— Task details —
Wherever pictures occur in the entries below, leave them out and retype the rest exactly.

*** Block opens ***

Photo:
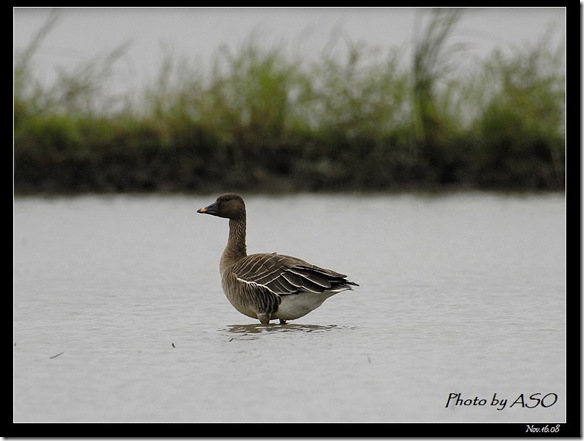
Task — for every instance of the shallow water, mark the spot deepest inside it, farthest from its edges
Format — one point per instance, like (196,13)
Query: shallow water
(119,316)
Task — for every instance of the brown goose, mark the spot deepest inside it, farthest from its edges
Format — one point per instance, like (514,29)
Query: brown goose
(269,286)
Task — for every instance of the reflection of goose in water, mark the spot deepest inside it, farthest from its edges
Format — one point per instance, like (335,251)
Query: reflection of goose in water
(292,327)
(269,286)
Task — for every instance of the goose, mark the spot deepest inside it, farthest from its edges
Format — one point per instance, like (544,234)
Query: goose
(269,286)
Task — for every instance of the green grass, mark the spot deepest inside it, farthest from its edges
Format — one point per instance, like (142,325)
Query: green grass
(262,119)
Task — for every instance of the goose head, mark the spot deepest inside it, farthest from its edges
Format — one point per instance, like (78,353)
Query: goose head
(229,205)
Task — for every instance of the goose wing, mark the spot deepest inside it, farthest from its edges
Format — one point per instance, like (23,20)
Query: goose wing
(284,275)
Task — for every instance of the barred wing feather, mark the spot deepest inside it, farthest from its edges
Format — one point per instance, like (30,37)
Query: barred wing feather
(285,275)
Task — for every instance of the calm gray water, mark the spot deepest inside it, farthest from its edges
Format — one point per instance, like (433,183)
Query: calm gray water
(119,314)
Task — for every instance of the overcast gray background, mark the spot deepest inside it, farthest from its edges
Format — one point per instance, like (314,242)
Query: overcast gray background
(195,33)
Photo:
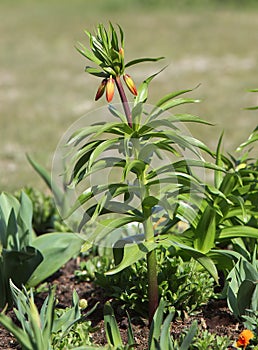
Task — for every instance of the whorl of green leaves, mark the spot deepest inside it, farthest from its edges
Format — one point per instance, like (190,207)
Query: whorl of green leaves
(107,52)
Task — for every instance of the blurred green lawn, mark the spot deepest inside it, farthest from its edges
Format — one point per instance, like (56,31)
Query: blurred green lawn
(43,87)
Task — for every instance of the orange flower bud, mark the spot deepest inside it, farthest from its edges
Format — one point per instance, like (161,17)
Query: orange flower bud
(244,338)
(101,89)
(130,84)
(110,89)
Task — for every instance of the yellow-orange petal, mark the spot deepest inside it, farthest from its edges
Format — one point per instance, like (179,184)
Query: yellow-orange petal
(110,89)
(244,338)
(101,89)
(130,84)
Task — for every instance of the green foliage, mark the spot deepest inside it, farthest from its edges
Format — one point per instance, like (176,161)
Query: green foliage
(183,285)
(46,217)
(208,341)
(242,292)
(47,329)
(18,257)
(24,257)
(159,336)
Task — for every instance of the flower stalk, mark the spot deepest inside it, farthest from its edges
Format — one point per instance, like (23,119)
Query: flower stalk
(124,101)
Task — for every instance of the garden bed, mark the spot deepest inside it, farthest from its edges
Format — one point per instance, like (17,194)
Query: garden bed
(214,317)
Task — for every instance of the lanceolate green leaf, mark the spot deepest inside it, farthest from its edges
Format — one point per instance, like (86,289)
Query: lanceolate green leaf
(205,231)
(46,176)
(111,327)
(21,336)
(140,60)
(131,254)
(203,259)
(57,249)
(238,231)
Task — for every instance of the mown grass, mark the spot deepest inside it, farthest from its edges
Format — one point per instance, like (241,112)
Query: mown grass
(43,88)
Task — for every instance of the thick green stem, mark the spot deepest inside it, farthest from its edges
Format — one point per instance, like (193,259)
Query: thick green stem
(153,291)
(153,294)
(124,101)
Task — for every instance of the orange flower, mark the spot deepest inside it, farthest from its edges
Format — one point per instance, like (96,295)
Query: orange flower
(110,89)
(130,84)
(101,89)
(244,338)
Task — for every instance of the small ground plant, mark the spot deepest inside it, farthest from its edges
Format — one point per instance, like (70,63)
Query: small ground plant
(182,284)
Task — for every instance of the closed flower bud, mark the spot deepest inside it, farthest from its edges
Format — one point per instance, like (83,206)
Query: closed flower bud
(110,89)
(101,89)
(83,304)
(130,84)
(121,51)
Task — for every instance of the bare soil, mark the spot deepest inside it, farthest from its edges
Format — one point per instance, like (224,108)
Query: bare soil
(215,316)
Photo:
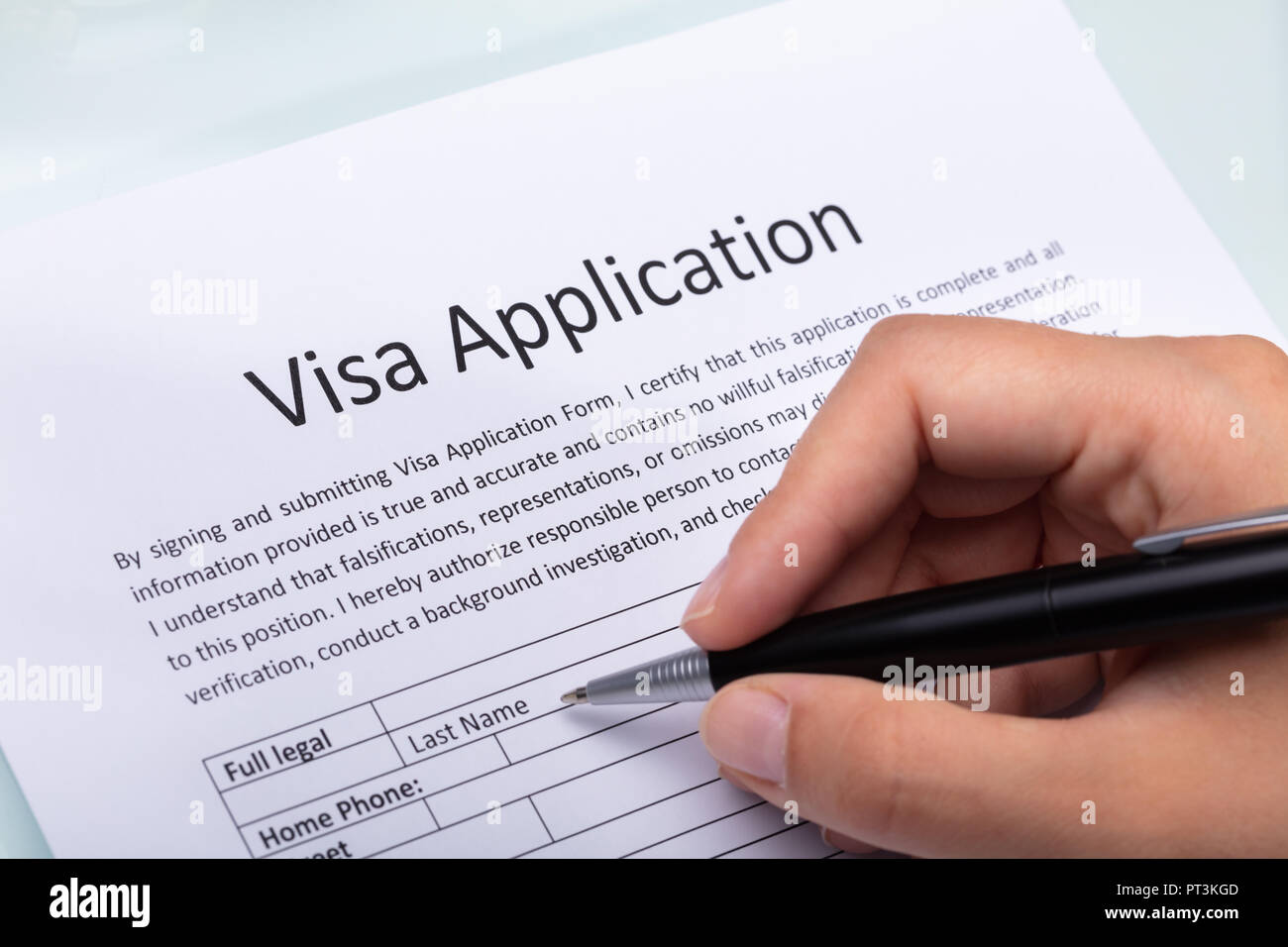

*** Block closes ***

— Response below —
Photo:
Task — for every instance of the shallow water, mark the spot deepest inside it, farthest from its edges
Format — one point per instance, like (196,13)
Query: shallow water
(119,316)
Task — for every instance of the brown goose, mark the spot deepest inside it, farthest from its edges
Format — one point per instance, like (514,29)
Query: brown goose
(269,286)
Task — for every instance of the reflection of goose in water, mark the spot deepest inside it, farthest from its edges
Format — one point per instance, like (335,251)
Query: reflection of goose in water
(292,327)
(269,286)
Task — for every instance of the goose, mark the spot deepest inside it, farthest from its edges
Format — one point per instance, like (544,234)
Query: goose
(269,286)
Task — for every instance of the green grass, mark the spot deepest inside it, farthest from its edges
Format — one point per instance, like (142,325)
Query: green grass
(262,119)
Task — for every instance of the goose head, mark the spot deepest inside it, farthest from its edges
Format — one point per instance, like (78,353)
Query: goose head
(229,205)
Task — for every instance of the goose wing, mark the spot deepest inside it, farthest from its edges
Format — one point per instance, like (23,20)
Query: goose wing
(284,275)
Task — for every instance of the barred wing feather, mark the spot deepest inside it, farthest from its edges
Format — one point per instance, like (30,37)
Query: barred wing feather
(285,275)
Task — for every instance of the calm gray water, mark the spot deepest inside it, farthest from its edges
Format — one point per instance, like (433,183)
Query: calm gray water
(119,314)
Task — for every instance of the overcast gray background, mark the spot deepest inside it, farthest from its edges
Format — one point per instance, like (314,242)
Query: overcast gray background
(195,33)
Photo:
Task — for every instance of the whorl of green leaves, mark the spot deepest inside it, farthest from its edges
Format — one point per instance, like (190,207)
Query: whorl of green leaves
(107,52)
Task — for every instance of the blurred green lawn, mark the spot deepest inside it, farthest from its edges
Format — one point per instance, like (56,31)
Query: blurred green lawn
(43,87)
Task — for every instance of the orange flower bud, mark the spot deepest inside it, farthest from its edges
Format — one point per instance, like (161,17)
Query: orange flower bud
(244,338)
(101,89)
(130,84)
(110,89)
Task — for every instance of the yellow-orange petal, mark the spot deepest inside it, farthest from its edges
Format — one point per instance, like (179,184)
Query: yellow-orange petal
(110,89)
(244,338)
(101,89)
(130,84)
Task — for every instance of the green foliage, mark the spot deepest inside it, farthest from its edges
Format — one point per instance, like (176,161)
Query: green foliage
(183,285)
(46,217)
(208,341)
(242,292)
(47,329)
(18,257)
(24,257)
(159,336)
Task — for every instance of the flower stalk, mark the spot deepest inside it, farthest from its edges
Format — one point per instance, like (23,119)
Query: flower stalk
(124,101)
Task — for every instance of the garden bed, mark the spot deepest inside it, farthest from its edges
Format — one point per instance, like (17,194)
Query: garden bed
(214,317)
Task — for every instance of the lanceolate green leaf, mark the spot deepest inside it, farthest from its edges
Format — one point per instance, like (86,289)
Query: lanceolate green leaf
(205,231)
(46,176)
(111,327)
(21,336)
(140,60)
(131,254)
(203,259)
(57,249)
(238,231)
Task — for every instance of the mown grass, mark the spot deepest inside it, farthest from its edges
Format — one point per instance, like (241,112)
Query: mown grass
(43,88)
Task — for every instance of the thick green stem, mark the spot deepest inside it, farthest from its edges
Format — one point per instance, like (193,259)
Query: thick green stem
(153,291)
(153,294)
(124,101)
Task — for every instance of the orange flower, mark the spot deepest inside it, farthest from its edges
Format — one point per instance, like (96,295)
Query: orange flower
(110,89)
(130,84)
(101,89)
(244,338)
Task — for every instance of the small ground plant, mark the spot deepest inside it, farthest from its edges
Format — one point per instance, like (70,63)
Query: small ground plant
(182,284)
Task — for every instance of the closed flower bud, mark the spot deepest inside it, farthest from its edges
Format — one point per instance, like (83,206)
Query: closed flower bud
(110,89)
(101,89)
(83,304)
(130,84)
(121,51)
Task — for every instance of the bare soil, mark the spot deepest inside it, farthest from its edges
Format — one point per instance, like (224,108)
Query: bare soil
(215,316)
Photo:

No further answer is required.